What needs to be done
Set down each of the rows below word for word, leaving out the pictures.

▼

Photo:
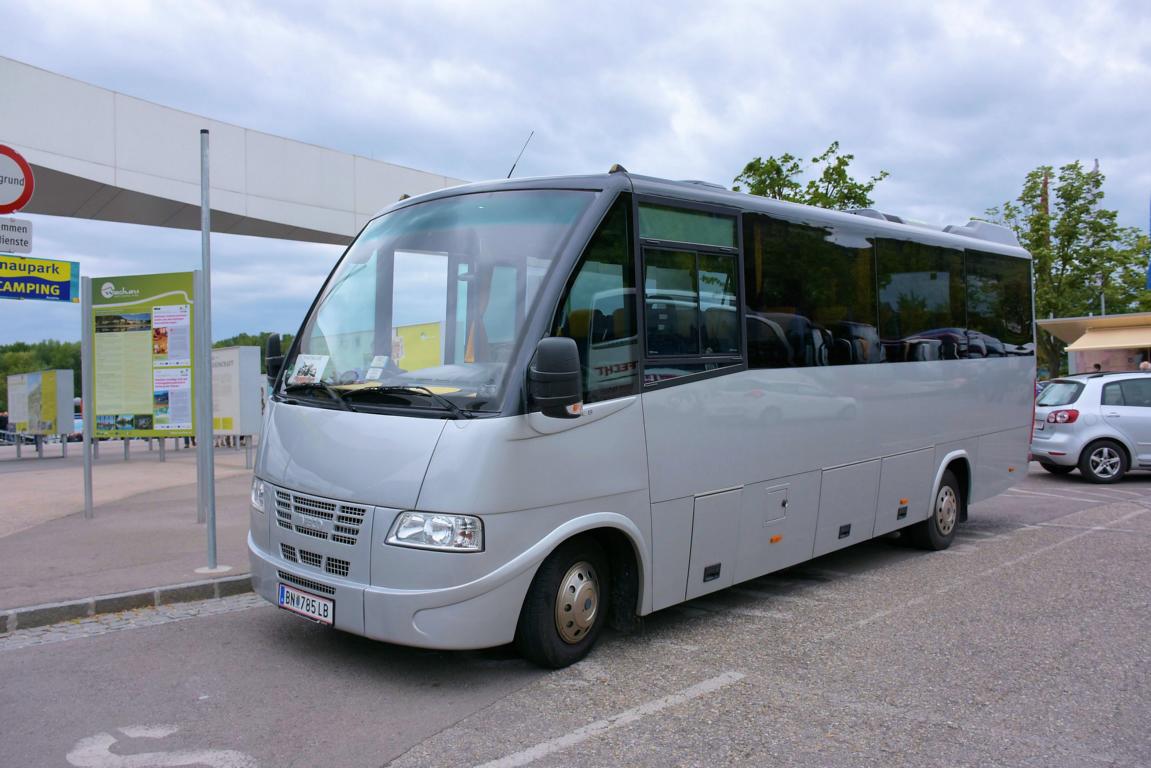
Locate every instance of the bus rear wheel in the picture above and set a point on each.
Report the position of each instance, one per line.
(938, 531)
(566, 605)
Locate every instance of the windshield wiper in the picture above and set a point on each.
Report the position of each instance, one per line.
(312, 386)
(456, 410)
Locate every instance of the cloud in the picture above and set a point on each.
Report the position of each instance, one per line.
(958, 100)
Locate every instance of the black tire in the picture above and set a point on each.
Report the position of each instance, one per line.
(554, 633)
(938, 531)
(1104, 461)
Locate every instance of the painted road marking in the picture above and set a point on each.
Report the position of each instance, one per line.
(96, 752)
(1096, 500)
(622, 720)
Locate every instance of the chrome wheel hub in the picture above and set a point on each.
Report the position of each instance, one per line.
(577, 602)
(946, 510)
(1104, 462)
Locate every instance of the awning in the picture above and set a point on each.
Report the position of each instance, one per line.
(1112, 339)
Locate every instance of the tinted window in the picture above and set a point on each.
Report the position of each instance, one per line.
(1112, 395)
(1060, 393)
(671, 303)
(679, 226)
(922, 301)
(599, 311)
(810, 295)
(999, 304)
(1136, 392)
(691, 303)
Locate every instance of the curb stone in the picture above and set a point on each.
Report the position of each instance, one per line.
(53, 613)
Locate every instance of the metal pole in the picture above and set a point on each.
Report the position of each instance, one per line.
(205, 454)
(85, 387)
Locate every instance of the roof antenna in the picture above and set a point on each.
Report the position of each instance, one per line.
(520, 154)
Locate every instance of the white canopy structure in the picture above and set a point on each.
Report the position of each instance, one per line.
(100, 154)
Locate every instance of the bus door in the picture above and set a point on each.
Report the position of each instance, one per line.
(691, 332)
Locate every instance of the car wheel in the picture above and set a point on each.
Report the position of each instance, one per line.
(1104, 461)
(566, 605)
(938, 531)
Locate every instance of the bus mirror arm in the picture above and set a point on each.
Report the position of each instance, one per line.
(273, 357)
(554, 381)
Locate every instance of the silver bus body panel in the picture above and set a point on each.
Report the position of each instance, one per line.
(359, 457)
(714, 479)
(533, 489)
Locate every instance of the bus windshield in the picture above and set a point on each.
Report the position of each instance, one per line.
(431, 301)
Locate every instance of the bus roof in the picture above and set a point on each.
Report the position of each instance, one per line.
(862, 221)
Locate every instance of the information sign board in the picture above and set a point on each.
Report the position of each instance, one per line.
(40, 403)
(39, 279)
(142, 349)
(236, 390)
(15, 235)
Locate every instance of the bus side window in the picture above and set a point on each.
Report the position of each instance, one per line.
(599, 311)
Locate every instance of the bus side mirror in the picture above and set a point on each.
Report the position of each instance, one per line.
(273, 357)
(554, 380)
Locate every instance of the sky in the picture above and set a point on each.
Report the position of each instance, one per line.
(957, 100)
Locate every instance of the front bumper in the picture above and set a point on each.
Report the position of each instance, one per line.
(479, 614)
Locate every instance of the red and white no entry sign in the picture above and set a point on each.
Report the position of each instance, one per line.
(16, 180)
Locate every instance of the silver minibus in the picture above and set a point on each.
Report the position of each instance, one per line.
(524, 410)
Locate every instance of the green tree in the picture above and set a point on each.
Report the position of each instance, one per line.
(832, 187)
(1080, 253)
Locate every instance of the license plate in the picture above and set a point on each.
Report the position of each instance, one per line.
(318, 609)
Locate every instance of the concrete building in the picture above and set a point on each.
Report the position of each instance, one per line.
(100, 154)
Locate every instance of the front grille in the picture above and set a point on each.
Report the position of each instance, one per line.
(305, 584)
(347, 519)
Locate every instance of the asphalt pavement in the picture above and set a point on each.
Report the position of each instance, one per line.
(1022, 645)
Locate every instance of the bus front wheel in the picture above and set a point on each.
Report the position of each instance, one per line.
(566, 605)
(938, 531)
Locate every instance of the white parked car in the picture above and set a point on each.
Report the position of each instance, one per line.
(1099, 423)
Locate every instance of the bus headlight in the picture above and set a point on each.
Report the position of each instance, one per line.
(258, 494)
(435, 531)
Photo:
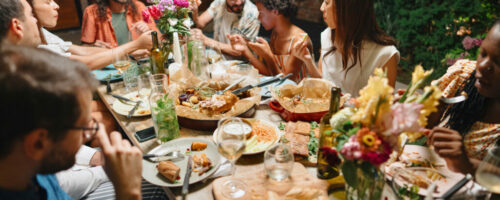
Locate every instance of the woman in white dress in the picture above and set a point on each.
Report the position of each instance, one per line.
(352, 46)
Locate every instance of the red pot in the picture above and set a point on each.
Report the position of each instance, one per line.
(291, 116)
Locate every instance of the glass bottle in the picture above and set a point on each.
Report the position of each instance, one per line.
(328, 169)
(162, 109)
(198, 61)
(156, 56)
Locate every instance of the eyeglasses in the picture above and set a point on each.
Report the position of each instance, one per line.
(89, 131)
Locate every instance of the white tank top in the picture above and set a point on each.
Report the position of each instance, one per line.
(372, 56)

▲

Output of the task
Photo:
Locate every instance of the bus rear wheel in the picture above and set a point on each.
Report the position of each instance, one per line.
(938, 531)
(566, 605)
Locate every instance of the windshield wiper in the picture above and set a point on each.
Report the position of each instance, one per line.
(312, 386)
(456, 410)
Locate every instance of the cloud in the picture above and set a point on each.
Report the position of each instance, one per line.
(958, 100)
Locate every instance of the black tire in the picture above and set a point on each.
Report the position of each instance, one per line.
(554, 633)
(938, 531)
(1104, 461)
Locate every instance of the painted road marking in the picture above and set a point on each.
Report the position of each instance, one per line.
(96, 752)
(1096, 500)
(622, 720)
Locate every instance of the chrome wheel hub in the picture above and set a point on each.
Report the position of each instance, one per line.
(577, 602)
(946, 510)
(1104, 462)
Locate every instance of the awning in the picture above and set a point on each.
Report the position of each instance, one per line.
(1112, 339)
Locate every instance of the tinted window in the picture above and set a point on each.
Report the position of each instance, one per line.
(1112, 395)
(1060, 393)
(671, 303)
(679, 226)
(922, 301)
(599, 311)
(810, 295)
(999, 304)
(1136, 392)
(691, 303)
Locate every instance of the curb stone in the picture above and set a point on each.
Report the position of each instance, one per line.
(53, 613)
Locate every instance of the metal pole in the picture above and set a point on each.
Report the position of each instance, one per line.
(205, 454)
(85, 387)
Locate every instance of the roof antenna in the picture above and set a point on each.
Report the position of each instance, one per line.
(520, 154)
Locate every instance of the white canopy structure in the picture above and set a point on each.
Report the position of each instance, one per line.
(100, 154)
Locate every instance of the bus door in the picture above and set a point on each.
Report the position of each instance, one per line.
(691, 332)
Locate every instance of the car wheel in the picture above and set a point on each.
Report the position of each instance, one per line.
(1104, 461)
(566, 605)
(938, 531)
Locate every instance of the bus mirror arm in the picture above and set a point on each.
Report the position of each instance, one per line.
(273, 357)
(554, 381)
Locate every instance of the silver bus body panel in the picture above and set a point on each.
Report the position of each instance, one per line.
(359, 457)
(714, 479)
(533, 489)
Locate every instance of the bus windshield in the picture above and set a point on each.
Report the position of each instance, one per line.
(431, 301)
Locate every instance of the bus roof in the picture above and set a point on each.
Report the position of each instance, one per line.
(862, 221)
Locate every instance of the information sign board in the picture above and set a point on each.
Report the position of each instance, one per line.
(40, 403)
(39, 279)
(142, 349)
(236, 390)
(15, 235)
Locate every instance of the bus side window in the picture above and set a point on each.
Report the position of each instance, one per line.
(599, 311)
Locate every instance of the bus side mirror in the picture above and set a point on each.
Report the position of each instance, one per line.
(273, 357)
(554, 380)
Locate every instance of the sky in the picture above and set a point on each.
Report the position of each instance, one per line.
(957, 100)
Locate every instance of the front bumper in the picture above and set a point on each.
Report the position of each instance, one per line.
(479, 614)
Locate every instance of the red and white no entry sign in the picture above and set a point on each.
Report the position of each instance, one per line.
(16, 180)
Locate every instance of the silver minibus in the picture above and set a point on each.
Report the position of each instance, one per line.
(524, 410)
Locate every instance of the green tree in the picture above and set a point on each.
Report the position of each instance, one per line.
(832, 187)
(1080, 253)
Locate every instance of the license plate in the picture above and set a point on each.
Report the position of each instance, one per line.
(318, 609)
Locate every instance of the concrete building in the picture above and set a point on each.
Report the position of each instance, one per line.
(100, 154)
Locate every instance of the front grille in the picture above and set a point on each.
Report the position of each instance, one per line.
(305, 584)
(347, 519)
Locate every instance of the asphalt pavement in the picture above and set a point on each.
Report the position of each instance, one per line.
(1022, 645)
Locate every instance of the bus front wheel in the picture above and set a point on each.
Report the position of each instance, one per line.
(566, 605)
(938, 531)
Locate every instance of the white parked car in the picture above and set a point on each.
Report the position of each instance, one per line.
(1099, 423)
Locate every instance of the bus headlight in the picture above and set a point on each.
Report the position of each instance, one per line.
(258, 494)
(435, 531)
Photo:
Locate every instance of the woman in white dress in the picture above and set a point on each.
Report the position of each instance, one per line.
(352, 46)
Locate every instance of the red pot in the picture above and set a point on each.
Report the position of each instance, one per line.
(291, 116)
Locate every instance of the glass bottle in the picture above and set a point on each.
Report the position of each instance, one per line.
(328, 169)
(162, 109)
(198, 61)
(156, 56)
Locate every instance of the eyeglasses in the picture above and set a point on each.
Report the position of each instance, one per line.
(89, 131)
Locate every instance of the white tank top in the picture above and set a point on each.
Report the position of each instance, one per line.
(372, 56)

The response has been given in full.